The problem
Narrow the data below down to the lines containing "sedan".

Material provided
____

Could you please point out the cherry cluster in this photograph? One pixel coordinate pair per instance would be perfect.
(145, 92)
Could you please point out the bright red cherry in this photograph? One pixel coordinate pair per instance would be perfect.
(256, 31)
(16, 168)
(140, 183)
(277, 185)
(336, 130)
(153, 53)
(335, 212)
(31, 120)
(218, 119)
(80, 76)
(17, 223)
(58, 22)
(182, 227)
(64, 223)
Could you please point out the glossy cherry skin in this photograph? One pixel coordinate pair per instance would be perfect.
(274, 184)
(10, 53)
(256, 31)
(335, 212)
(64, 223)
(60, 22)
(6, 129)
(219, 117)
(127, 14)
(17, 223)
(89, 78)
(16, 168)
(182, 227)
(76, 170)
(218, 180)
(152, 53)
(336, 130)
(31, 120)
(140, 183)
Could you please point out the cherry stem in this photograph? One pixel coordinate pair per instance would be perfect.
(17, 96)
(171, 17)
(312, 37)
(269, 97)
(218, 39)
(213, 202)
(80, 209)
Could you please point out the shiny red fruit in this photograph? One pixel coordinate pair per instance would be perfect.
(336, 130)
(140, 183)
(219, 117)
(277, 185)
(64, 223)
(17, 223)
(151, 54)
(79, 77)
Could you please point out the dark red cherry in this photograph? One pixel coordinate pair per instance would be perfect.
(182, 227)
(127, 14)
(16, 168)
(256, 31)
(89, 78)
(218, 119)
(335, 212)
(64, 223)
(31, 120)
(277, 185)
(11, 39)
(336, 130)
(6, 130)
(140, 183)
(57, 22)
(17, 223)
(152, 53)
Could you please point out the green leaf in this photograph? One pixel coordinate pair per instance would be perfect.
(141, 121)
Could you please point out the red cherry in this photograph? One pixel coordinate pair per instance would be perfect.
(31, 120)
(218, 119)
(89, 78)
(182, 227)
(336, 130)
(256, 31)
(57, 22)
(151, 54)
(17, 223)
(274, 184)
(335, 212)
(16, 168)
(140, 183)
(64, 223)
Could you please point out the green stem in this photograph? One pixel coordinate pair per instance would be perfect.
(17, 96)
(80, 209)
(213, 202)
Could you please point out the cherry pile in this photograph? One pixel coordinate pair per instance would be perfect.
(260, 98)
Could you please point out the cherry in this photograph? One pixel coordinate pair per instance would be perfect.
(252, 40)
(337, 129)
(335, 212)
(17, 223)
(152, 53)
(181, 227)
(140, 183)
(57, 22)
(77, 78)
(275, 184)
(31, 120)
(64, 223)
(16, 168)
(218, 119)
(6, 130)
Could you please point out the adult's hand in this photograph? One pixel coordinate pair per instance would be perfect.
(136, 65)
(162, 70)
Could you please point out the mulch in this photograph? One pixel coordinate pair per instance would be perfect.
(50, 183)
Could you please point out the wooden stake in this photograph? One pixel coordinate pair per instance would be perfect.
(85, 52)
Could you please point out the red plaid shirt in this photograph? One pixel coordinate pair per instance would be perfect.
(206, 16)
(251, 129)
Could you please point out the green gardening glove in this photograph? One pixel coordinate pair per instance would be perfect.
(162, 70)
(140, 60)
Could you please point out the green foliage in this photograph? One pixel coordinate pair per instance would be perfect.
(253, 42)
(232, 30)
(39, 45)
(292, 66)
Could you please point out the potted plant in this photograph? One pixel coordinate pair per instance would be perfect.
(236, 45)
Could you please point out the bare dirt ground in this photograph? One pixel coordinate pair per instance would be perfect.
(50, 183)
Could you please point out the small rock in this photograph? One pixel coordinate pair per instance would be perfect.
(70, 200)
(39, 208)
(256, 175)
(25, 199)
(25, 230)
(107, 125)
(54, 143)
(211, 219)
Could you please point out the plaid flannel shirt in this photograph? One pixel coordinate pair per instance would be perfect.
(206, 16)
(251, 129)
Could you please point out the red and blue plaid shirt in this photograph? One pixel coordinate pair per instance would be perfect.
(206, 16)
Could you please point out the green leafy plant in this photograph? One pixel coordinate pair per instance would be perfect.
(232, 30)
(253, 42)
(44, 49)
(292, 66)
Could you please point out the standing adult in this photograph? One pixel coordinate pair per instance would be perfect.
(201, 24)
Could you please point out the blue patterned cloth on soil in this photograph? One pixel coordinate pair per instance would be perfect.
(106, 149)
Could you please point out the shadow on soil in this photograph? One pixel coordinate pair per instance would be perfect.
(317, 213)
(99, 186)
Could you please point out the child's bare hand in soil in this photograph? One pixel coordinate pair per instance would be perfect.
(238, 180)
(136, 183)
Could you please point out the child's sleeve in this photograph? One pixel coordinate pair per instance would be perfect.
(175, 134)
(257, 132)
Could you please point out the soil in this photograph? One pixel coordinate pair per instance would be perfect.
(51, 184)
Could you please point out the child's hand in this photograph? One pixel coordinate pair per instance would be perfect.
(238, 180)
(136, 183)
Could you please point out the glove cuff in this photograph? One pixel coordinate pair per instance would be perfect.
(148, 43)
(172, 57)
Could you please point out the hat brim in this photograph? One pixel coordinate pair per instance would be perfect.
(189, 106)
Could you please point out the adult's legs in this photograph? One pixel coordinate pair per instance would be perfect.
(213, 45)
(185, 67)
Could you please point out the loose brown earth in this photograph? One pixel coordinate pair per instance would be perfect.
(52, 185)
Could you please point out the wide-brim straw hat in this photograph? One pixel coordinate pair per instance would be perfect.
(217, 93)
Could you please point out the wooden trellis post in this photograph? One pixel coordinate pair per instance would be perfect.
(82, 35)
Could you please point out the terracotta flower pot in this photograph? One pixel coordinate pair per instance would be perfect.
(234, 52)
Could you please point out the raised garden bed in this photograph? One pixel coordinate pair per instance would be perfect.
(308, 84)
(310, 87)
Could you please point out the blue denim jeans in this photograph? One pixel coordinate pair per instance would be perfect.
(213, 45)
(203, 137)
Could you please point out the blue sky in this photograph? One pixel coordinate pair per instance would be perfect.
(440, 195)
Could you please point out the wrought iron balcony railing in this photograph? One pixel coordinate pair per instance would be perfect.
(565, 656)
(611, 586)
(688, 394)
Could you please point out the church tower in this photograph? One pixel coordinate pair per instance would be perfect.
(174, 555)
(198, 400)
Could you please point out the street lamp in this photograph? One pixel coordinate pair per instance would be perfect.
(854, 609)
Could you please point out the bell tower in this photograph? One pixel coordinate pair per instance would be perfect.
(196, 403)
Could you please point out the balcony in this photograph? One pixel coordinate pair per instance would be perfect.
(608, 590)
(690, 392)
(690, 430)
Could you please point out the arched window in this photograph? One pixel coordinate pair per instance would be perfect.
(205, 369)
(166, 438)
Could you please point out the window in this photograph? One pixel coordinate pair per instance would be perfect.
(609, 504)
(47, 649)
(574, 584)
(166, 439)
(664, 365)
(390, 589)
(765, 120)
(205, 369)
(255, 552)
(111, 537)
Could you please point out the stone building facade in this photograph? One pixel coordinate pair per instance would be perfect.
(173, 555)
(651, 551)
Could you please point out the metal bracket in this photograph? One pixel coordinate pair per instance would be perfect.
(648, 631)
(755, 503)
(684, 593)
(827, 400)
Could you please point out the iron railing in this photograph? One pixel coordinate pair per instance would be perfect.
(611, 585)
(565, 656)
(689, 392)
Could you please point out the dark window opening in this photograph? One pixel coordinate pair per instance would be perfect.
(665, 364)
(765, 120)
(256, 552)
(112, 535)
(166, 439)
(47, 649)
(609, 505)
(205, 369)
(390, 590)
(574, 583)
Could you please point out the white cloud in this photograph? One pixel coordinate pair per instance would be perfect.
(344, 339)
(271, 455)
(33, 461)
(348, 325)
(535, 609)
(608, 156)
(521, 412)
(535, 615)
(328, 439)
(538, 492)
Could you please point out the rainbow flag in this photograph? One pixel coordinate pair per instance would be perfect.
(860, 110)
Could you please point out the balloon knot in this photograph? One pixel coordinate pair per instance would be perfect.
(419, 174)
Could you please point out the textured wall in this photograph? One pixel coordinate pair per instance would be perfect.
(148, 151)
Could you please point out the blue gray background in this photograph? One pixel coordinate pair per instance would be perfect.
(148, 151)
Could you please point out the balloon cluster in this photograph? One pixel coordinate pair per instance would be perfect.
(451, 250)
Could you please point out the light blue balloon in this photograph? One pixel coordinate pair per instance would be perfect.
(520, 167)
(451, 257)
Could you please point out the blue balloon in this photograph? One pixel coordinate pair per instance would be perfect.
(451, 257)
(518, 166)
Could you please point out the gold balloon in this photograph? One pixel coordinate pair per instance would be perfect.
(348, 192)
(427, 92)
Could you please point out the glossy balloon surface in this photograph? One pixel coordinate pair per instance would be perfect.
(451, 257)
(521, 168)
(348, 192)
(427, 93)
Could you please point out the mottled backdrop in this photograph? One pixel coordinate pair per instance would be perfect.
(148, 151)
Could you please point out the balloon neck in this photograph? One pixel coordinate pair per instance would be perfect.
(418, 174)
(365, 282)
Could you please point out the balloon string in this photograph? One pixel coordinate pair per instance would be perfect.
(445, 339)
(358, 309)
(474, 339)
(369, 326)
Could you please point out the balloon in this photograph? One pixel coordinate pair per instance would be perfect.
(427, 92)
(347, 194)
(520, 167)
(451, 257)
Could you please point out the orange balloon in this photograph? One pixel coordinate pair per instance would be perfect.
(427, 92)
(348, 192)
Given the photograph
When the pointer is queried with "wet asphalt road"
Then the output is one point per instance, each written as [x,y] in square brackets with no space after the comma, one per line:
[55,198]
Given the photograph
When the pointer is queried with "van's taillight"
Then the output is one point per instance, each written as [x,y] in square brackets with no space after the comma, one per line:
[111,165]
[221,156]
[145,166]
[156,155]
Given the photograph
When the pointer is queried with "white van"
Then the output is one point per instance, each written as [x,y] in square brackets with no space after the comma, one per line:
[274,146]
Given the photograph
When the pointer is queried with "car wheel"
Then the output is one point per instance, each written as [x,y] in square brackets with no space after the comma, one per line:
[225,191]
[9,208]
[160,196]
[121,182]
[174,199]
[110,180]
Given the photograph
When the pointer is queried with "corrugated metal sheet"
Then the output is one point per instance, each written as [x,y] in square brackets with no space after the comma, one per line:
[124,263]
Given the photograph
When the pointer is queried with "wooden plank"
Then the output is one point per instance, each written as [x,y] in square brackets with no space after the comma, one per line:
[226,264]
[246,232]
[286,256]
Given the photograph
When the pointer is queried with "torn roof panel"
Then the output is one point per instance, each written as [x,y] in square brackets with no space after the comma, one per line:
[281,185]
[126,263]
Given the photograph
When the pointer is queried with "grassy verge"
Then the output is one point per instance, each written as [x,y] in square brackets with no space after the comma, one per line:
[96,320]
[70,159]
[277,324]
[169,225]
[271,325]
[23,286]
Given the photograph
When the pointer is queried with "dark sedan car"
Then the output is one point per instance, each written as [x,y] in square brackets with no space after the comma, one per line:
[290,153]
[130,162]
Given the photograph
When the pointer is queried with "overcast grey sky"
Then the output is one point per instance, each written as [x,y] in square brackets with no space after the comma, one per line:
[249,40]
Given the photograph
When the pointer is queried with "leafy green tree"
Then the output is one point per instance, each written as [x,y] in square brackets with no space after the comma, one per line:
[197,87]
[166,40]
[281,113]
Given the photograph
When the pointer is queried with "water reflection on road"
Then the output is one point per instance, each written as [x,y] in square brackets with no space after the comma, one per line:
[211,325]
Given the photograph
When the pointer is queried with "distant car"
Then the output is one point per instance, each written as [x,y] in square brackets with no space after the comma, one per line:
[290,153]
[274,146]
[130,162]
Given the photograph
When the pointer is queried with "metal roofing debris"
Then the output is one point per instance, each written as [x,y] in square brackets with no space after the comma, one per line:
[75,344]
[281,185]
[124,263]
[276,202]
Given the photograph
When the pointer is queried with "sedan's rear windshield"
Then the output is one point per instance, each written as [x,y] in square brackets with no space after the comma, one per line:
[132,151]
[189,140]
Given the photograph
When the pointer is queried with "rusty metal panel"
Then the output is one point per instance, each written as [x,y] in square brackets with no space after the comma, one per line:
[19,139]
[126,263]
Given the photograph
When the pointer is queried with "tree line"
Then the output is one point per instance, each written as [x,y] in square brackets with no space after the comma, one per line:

____

Answer to this exercise
When the pointer is queried with "dark sedan car"
When the pointer is queried with "sedan's rear windshield"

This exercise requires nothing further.